Reproduce the part of the records that opens with the line containing "Where can the rein" and runs through the end of the records, both ends included, shifting every x and y coordinate in the answers by -69. Omit the pictures from your output.

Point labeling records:
::::::
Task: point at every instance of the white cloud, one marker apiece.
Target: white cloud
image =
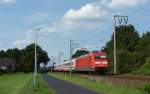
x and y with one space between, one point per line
37 17
20 43
87 17
7 1
122 3
89 11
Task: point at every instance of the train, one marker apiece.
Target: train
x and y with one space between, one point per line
91 62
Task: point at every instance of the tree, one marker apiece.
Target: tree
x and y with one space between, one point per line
27 57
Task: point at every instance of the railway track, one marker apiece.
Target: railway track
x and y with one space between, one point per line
128 80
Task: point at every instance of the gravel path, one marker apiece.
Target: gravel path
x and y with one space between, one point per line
63 87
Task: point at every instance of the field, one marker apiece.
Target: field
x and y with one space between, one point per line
21 83
97 85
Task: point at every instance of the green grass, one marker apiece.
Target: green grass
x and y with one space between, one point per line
41 87
97 85
21 83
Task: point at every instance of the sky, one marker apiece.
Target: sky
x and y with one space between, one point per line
88 22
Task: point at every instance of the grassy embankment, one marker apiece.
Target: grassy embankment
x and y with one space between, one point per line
98 85
21 83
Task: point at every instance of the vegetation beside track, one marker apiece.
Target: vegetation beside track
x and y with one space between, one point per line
98 85
21 83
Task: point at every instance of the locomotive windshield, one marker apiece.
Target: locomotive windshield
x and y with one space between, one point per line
100 57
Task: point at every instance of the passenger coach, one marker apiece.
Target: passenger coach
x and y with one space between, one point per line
94 61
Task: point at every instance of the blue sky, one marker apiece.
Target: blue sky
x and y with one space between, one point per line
89 22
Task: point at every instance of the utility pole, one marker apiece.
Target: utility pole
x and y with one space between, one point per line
51 63
71 50
60 54
35 63
118 21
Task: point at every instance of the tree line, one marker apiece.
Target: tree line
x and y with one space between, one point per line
25 57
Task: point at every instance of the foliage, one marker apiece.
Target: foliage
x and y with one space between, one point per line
80 53
25 57
102 87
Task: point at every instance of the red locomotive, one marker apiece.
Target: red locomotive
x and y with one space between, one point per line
94 61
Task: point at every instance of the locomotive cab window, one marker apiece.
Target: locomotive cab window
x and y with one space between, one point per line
100 57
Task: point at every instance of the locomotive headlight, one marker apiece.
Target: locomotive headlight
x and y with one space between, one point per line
97 62
104 62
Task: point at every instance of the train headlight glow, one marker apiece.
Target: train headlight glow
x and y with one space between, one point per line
104 62
97 62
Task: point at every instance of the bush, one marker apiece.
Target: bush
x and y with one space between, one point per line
146 88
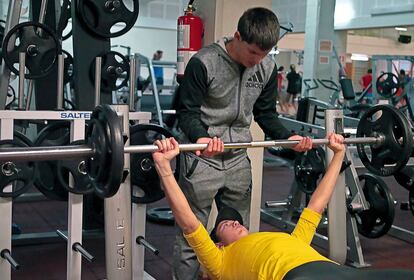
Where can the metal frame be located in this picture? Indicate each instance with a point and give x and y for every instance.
(120, 204)
(343, 243)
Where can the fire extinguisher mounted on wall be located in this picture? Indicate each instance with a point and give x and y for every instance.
(190, 31)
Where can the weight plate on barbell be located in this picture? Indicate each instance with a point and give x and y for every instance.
(405, 177)
(308, 167)
(20, 174)
(38, 42)
(77, 168)
(145, 183)
(387, 84)
(46, 181)
(395, 151)
(114, 71)
(104, 134)
(379, 217)
(100, 17)
(161, 215)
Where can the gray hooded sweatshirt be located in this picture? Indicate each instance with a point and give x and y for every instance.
(219, 97)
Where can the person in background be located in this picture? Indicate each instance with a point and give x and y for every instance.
(158, 70)
(231, 252)
(294, 86)
(366, 84)
(225, 86)
(280, 88)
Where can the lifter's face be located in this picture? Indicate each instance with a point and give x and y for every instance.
(247, 54)
(229, 231)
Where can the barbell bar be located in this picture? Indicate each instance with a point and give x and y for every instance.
(384, 142)
(83, 151)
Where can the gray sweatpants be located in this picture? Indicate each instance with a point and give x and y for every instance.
(201, 183)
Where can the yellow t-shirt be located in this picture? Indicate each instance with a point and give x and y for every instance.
(262, 255)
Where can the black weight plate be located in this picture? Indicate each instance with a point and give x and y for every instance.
(393, 154)
(308, 167)
(54, 134)
(77, 168)
(377, 220)
(387, 84)
(105, 136)
(20, 174)
(161, 215)
(39, 62)
(67, 67)
(405, 177)
(114, 71)
(100, 16)
(144, 177)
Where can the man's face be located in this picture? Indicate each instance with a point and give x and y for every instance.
(229, 231)
(249, 55)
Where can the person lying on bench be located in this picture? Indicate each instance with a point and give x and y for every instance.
(230, 252)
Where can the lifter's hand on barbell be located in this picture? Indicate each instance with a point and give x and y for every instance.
(168, 149)
(215, 146)
(304, 145)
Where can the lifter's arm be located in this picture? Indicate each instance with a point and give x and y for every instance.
(182, 212)
(323, 192)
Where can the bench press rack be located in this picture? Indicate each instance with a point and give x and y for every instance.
(121, 226)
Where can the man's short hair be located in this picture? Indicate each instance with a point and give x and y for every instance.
(259, 26)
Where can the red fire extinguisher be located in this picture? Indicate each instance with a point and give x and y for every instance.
(190, 31)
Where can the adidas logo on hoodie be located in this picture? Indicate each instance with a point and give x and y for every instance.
(255, 81)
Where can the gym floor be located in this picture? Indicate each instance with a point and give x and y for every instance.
(48, 261)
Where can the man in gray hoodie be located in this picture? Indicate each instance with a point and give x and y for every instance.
(225, 85)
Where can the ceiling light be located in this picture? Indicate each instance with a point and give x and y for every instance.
(359, 57)
(401, 28)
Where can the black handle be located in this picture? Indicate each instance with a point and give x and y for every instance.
(5, 254)
(141, 240)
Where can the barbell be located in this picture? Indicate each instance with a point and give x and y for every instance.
(384, 142)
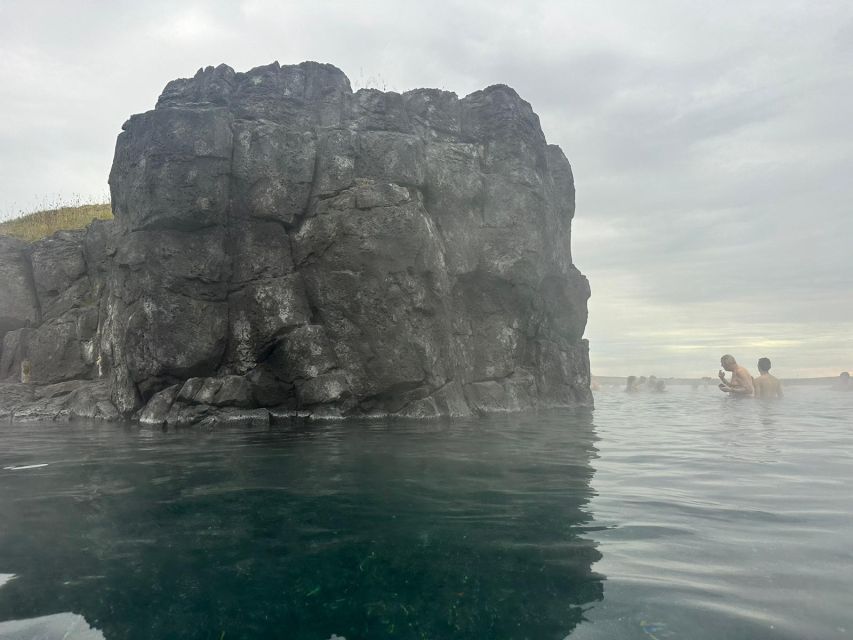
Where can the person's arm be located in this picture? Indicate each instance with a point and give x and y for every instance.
(741, 385)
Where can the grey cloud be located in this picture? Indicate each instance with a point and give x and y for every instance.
(707, 141)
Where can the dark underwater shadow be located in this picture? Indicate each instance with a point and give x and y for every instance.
(468, 529)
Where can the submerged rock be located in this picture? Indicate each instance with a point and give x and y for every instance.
(283, 242)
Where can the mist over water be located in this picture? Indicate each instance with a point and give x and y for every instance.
(681, 514)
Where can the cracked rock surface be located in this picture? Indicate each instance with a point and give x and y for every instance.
(283, 245)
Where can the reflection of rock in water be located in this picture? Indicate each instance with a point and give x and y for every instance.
(60, 626)
(475, 529)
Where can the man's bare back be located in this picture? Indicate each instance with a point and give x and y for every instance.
(766, 385)
(741, 382)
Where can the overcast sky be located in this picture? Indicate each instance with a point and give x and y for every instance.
(712, 142)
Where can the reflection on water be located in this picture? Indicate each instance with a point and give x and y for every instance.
(471, 529)
(723, 518)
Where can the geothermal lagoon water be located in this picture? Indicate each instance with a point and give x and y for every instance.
(676, 515)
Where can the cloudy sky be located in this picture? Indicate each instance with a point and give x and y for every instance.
(712, 142)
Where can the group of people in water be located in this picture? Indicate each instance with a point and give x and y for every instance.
(742, 384)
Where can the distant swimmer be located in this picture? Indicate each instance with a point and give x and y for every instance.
(741, 382)
(766, 385)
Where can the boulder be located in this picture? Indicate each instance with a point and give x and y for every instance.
(281, 241)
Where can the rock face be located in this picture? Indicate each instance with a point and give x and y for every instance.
(282, 242)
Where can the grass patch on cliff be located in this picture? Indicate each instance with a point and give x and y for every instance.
(40, 224)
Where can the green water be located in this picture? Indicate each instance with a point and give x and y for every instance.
(680, 515)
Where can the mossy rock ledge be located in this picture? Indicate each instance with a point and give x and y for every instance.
(283, 246)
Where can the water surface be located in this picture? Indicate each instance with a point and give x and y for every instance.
(676, 515)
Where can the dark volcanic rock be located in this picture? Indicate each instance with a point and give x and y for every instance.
(282, 242)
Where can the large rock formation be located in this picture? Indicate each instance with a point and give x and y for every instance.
(282, 242)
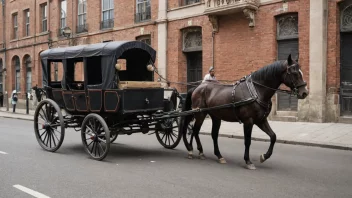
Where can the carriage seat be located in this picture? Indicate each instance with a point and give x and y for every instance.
(138, 84)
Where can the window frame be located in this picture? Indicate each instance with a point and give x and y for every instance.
(17, 67)
(81, 16)
(27, 22)
(44, 17)
(63, 21)
(109, 21)
(145, 13)
(15, 25)
(28, 67)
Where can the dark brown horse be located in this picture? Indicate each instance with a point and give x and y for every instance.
(252, 99)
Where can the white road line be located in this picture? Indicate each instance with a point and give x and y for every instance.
(30, 191)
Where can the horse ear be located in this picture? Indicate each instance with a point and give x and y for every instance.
(289, 60)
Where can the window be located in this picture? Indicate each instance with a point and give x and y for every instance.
(16, 65)
(63, 15)
(143, 12)
(94, 71)
(56, 71)
(146, 39)
(44, 17)
(82, 12)
(79, 72)
(28, 66)
(107, 14)
(26, 22)
(1, 79)
(15, 26)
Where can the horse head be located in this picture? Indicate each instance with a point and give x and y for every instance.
(293, 78)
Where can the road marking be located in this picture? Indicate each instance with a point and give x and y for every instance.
(30, 191)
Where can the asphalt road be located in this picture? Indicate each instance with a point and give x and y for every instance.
(138, 166)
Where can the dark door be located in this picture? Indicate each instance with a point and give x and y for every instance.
(285, 48)
(194, 67)
(346, 74)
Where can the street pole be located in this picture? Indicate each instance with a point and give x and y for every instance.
(27, 105)
(4, 48)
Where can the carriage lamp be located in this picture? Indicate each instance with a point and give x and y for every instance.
(118, 67)
(150, 67)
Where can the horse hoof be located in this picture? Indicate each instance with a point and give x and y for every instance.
(250, 166)
(222, 161)
(202, 156)
(262, 158)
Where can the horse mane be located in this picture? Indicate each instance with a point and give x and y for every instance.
(269, 71)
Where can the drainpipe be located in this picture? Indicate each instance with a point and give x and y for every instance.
(212, 43)
(4, 45)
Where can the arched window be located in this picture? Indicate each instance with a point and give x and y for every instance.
(1, 76)
(28, 67)
(145, 38)
(192, 39)
(17, 68)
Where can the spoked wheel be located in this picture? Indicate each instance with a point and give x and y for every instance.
(95, 136)
(49, 125)
(113, 136)
(168, 134)
(190, 135)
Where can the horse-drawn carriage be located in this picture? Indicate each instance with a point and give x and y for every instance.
(115, 95)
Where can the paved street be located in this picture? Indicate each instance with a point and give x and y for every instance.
(137, 166)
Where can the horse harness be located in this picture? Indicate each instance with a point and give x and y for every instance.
(254, 97)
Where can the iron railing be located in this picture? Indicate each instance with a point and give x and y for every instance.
(60, 32)
(109, 23)
(142, 16)
(82, 28)
(187, 2)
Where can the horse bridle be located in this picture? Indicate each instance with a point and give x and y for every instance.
(293, 91)
(295, 86)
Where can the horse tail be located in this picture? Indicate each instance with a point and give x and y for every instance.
(185, 120)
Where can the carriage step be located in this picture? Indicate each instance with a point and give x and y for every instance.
(284, 118)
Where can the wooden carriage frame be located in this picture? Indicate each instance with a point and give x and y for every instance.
(108, 102)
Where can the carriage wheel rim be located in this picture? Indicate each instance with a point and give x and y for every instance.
(168, 137)
(47, 120)
(94, 137)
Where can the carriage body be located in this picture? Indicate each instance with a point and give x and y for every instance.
(116, 92)
(104, 90)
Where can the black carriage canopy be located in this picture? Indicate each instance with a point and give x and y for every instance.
(101, 58)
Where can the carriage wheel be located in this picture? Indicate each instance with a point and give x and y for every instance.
(168, 134)
(49, 126)
(113, 137)
(95, 136)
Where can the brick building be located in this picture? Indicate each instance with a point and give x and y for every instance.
(235, 36)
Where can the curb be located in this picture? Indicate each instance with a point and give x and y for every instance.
(28, 119)
(329, 146)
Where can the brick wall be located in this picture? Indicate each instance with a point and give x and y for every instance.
(124, 28)
(239, 49)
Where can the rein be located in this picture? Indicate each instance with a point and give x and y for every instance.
(194, 84)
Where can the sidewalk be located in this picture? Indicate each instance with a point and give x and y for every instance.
(328, 135)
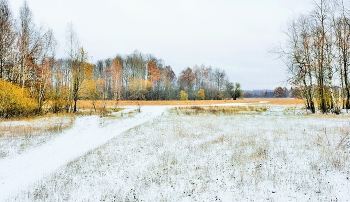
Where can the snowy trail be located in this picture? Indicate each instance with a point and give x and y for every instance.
(89, 132)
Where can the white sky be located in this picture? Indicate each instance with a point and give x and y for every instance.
(234, 35)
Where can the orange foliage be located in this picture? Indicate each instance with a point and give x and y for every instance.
(153, 73)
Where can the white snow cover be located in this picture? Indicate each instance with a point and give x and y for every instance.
(89, 132)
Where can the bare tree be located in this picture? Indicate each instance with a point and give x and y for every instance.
(7, 37)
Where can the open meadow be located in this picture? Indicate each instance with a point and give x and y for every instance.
(244, 150)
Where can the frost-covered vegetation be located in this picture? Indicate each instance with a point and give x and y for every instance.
(18, 136)
(276, 154)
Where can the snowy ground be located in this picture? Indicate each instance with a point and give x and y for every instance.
::::::
> **Reply**:
Where can the rein be located in this picture? Indicate each instance with a point and give x and y for every instance.
(125, 15)
Where can the sidewalk be located in this picture? Indicate each instance with a point and give x and y for every instance.
(259, 66)
Where can the snowy trail be located in this picture? Indicate each instance with a point and give x and y for every instance.
(20, 63)
Where can the white sky be located in this picture? Indicate each instance with a point and give x and y for every instance.
(165, -34)
Where can the orange foliage be located in this picture? Indicate each instance with a point and give x and y for every instance.
(84, 4)
Where can the white snow cover be located in this picture? Indicate each instance with a point and give x and y for every instance.
(20, 63)
Where can the bare tree be located in this picture? Indicate each instance with a point and give x and y for every instance.
(-62, -32)
Where can the open meadow be located in this picture? Indicate each instance with a point and give x and y for every instance.
(175, 81)
Where can the frost-covered vegetation be located in this picture? Indicate each instance with a point and give x and y for every instance.
(-51, 67)
(207, 85)
Where can the snowy ground be located in this picture? Indicate each instance with a point and give x and y for every instance.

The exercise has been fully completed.